-- Stated goal --
Everything from the line that contains "written as (59,26)." through the final line of the records should be written out exactly, and nothing outside that span.

-- Available data --
= = =

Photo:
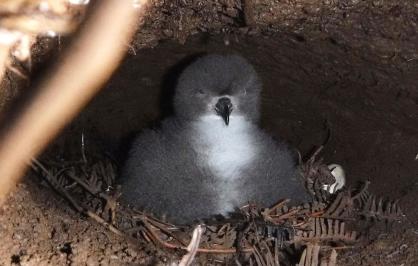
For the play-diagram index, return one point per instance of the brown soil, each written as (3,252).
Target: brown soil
(346,68)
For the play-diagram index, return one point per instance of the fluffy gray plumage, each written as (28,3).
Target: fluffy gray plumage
(195,165)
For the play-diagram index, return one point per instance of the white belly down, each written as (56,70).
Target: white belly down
(226,151)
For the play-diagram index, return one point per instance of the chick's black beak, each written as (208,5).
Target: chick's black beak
(224,108)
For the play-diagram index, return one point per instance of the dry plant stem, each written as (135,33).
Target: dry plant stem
(83,70)
(74,202)
(157,240)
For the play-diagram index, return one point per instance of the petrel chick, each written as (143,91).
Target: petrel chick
(210,157)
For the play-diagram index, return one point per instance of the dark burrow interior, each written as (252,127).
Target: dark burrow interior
(361,107)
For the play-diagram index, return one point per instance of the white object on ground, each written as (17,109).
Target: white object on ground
(338,172)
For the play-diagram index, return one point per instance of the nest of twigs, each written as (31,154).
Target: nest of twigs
(309,234)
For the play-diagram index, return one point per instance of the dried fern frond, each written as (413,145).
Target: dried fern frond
(310,257)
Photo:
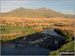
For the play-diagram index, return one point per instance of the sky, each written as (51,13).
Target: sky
(63,6)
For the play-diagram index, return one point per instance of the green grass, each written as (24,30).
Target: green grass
(14,29)
(66,48)
(18,36)
(8,30)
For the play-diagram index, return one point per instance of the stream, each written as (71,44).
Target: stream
(36,44)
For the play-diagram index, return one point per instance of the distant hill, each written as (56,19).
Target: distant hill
(41,12)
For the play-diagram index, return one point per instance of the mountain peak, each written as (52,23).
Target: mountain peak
(21,8)
(43,8)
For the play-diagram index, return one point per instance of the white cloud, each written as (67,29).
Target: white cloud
(10,5)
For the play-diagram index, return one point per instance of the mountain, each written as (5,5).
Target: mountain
(41,12)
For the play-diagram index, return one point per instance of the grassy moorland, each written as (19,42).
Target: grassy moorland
(68,33)
(14,27)
(68,47)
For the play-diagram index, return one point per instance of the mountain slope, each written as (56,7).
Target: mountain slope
(41,12)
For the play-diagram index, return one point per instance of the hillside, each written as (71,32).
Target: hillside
(33,13)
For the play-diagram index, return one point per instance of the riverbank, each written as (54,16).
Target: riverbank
(35,44)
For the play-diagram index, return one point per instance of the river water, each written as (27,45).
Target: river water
(25,46)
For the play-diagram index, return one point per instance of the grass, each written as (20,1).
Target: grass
(66,48)
(67,32)
(12,25)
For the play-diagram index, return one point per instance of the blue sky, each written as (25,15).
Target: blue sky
(65,6)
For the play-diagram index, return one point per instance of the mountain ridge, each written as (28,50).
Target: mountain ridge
(32,13)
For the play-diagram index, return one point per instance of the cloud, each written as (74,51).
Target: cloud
(10,5)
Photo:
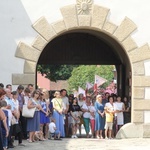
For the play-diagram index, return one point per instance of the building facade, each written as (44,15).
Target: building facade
(30,28)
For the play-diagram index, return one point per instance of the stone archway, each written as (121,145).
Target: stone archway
(86,15)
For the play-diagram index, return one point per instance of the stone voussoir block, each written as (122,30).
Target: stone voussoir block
(141,104)
(125,29)
(129,44)
(141,81)
(29,67)
(138,92)
(18,79)
(99,16)
(109,27)
(27,52)
(59,26)
(84,20)
(138,116)
(44,29)
(69,14)
(140,54)
(138,68)
(39,43)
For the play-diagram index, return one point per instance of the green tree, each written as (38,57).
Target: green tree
(83,74)
(56,72)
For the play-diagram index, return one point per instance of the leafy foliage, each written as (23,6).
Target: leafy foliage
(83,74)
(56,72)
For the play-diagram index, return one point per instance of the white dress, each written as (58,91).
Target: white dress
(120,118)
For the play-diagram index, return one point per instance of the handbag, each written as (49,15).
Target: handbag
(28,113)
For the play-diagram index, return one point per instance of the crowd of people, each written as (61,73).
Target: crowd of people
(58,115)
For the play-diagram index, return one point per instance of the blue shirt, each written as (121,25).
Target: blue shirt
(10,102)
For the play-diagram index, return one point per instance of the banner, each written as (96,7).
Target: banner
(98,81)
(80,90)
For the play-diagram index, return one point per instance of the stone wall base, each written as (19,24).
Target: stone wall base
(132,130)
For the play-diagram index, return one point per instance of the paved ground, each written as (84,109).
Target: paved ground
(88,144)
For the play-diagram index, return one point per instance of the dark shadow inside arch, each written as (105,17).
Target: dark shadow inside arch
(89,47)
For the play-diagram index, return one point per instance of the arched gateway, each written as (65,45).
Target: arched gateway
(87,24)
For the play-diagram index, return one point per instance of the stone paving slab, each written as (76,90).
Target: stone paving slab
(88,144)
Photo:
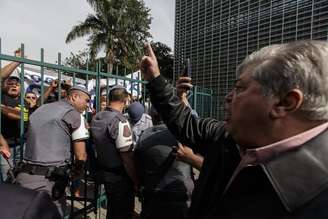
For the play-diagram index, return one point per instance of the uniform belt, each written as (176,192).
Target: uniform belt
(165,196)
(34,169)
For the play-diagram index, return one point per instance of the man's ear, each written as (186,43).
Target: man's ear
(287,104)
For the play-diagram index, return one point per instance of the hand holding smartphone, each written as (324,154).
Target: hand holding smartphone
(186,72)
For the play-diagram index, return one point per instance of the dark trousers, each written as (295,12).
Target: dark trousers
(164,206)
(120,198)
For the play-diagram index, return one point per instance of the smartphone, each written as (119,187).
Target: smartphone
(186,72)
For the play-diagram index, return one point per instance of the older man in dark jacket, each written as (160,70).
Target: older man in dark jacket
(277,114)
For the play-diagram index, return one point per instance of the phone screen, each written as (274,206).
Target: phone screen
(186,72)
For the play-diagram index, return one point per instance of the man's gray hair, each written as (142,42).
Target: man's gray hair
(302,65)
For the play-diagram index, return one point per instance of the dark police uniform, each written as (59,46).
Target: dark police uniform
(48,148)
(112,135)
(170,198)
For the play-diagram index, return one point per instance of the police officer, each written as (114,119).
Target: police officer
(167,186)
(113,139)
(139,120)
(54,130)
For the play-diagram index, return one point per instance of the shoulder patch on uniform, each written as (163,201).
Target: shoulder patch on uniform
(126,131)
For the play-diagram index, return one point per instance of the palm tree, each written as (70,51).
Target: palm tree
(120,27)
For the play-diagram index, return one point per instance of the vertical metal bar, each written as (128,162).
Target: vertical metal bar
(87,84)
(194,102)
(97,86)
(138,91)
(144,94)
(59,76)
(22,105)
(0,88)
(74,78)
(42,76)
(116,74)
(211,103)
(107,90)
(131,84)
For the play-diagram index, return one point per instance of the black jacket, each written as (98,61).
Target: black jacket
(17,202)
(292,185)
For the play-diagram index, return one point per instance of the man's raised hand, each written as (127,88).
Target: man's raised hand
(149,66)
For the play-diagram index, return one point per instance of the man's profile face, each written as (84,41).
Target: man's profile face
(81,101)
(13,87)
(247,110)
(31,99)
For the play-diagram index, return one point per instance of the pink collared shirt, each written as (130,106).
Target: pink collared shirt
(256,156)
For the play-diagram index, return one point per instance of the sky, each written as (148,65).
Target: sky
(45,24)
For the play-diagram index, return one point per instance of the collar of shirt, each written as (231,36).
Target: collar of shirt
(260,155)
(251,157)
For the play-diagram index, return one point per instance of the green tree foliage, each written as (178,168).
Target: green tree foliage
(118,27)
(165,58)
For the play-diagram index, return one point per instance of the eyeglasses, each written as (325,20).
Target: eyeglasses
(31,97)
(13,83)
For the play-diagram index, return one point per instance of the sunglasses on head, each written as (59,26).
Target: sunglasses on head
(31,97)
(12,83)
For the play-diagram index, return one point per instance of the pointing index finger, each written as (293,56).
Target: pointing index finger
(149,50)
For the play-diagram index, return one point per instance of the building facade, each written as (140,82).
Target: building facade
(216,35)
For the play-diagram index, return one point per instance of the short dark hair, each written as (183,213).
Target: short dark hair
(118,94)
(30,92)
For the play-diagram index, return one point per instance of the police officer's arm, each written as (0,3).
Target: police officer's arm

= = =

-- Reply to the exercise --
For the play-diagram index, return one point per instance of the sunglasses on head, each written as (59,26).
Target: sunglasses on head
(31,97)
(12,83)
For the play-diagram index, return one point per instance of the pointing index finger, each written as (293,56).
Target: pointing index finger
(149,50)
For the play-diagram index, return one point per instance of the building facade, each written as (140,82).
Target: building facade
(216,35)
For the play-diagram index, return one point per instance of the short dark hair, each written as (183,213).
Target: short dark hair
(118,94)
(30,92)
For the play-diagram index, return one point per instance of the police officer's arm, each written as (0,3).
Target: police officer's arm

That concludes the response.